Secret case keeps Gary Freeman from coming home - accused of membership in the BPP



picture from google

Supporters are urged to attend the court hearing reviewing the decision to deny Mr. Freeman reunification with his family. It takes place on Thursday, October 17 at 9:30 am at the Federal Court in Toronto, 180 Queen Street West (just west of University Avenue).

Secret case keeps Freeman from coming home

By Matthew Behrens
September 24, 2013
Anytime a government wants to hide its errors and illegality, it pulls down the shades of national security confidentiality and refuses to disclose any information. Time and again, the Canadian government's own cries for secrecy have been found to be without substance. Federal court decisions, judicial inquiries into complicity in torture, and various freedom of access to information requests have revealed the extent to which secrecy becomes the convenient way out from having to explain and be held accountable for lousy policy, inhumane actions and sheer incompetence.

- [Provided data]:
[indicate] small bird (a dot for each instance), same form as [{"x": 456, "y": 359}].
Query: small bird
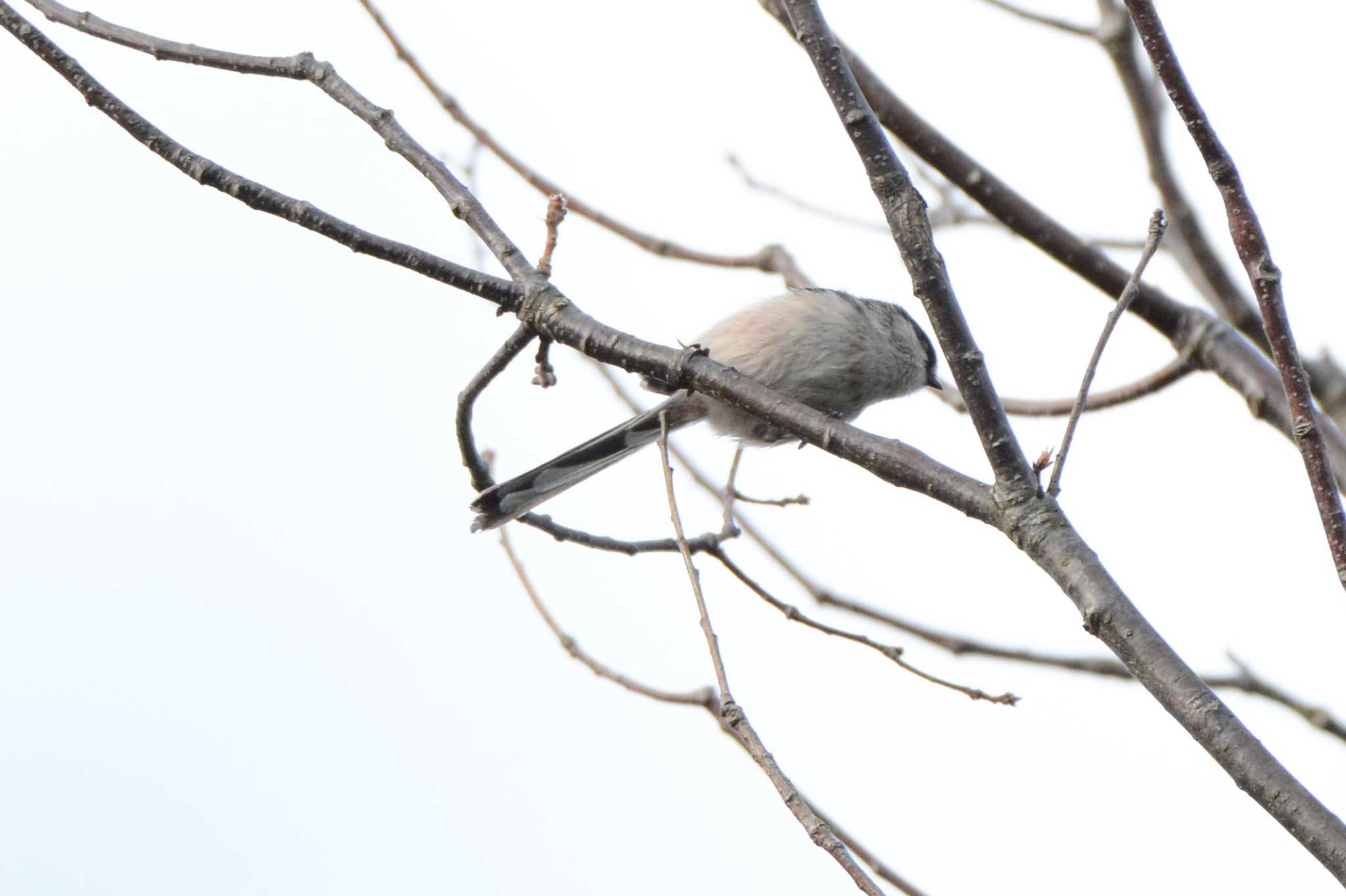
[{"x": 823, "y": 347}]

- [Goal]:
Replace "secrecy" with "concealment" in the part of the article starting with "Secret case keeps Freeman" and going on through "and sheer incompetence.", then write out that revised part. Draw only on the article itself.

- [Written solution]:
Secret case keeps Freeman from coming home

By Matthew Behrens
September 24, 2013
Anytime a government wants to hide its errors and illegality, it pulls down the shades of national security confidentiality and refuses to disclose any information. Time and again, the Canadian government's own cries for concealment have been found to be without substance. Federal court decisions, judicial inquiries into complicity in torture, and various freedom of access to information requests have revealed the extent to which concealment becomes the convenient way out from having to explain and be held accountable for lousy policy, inhumane actions and sheer incompetence.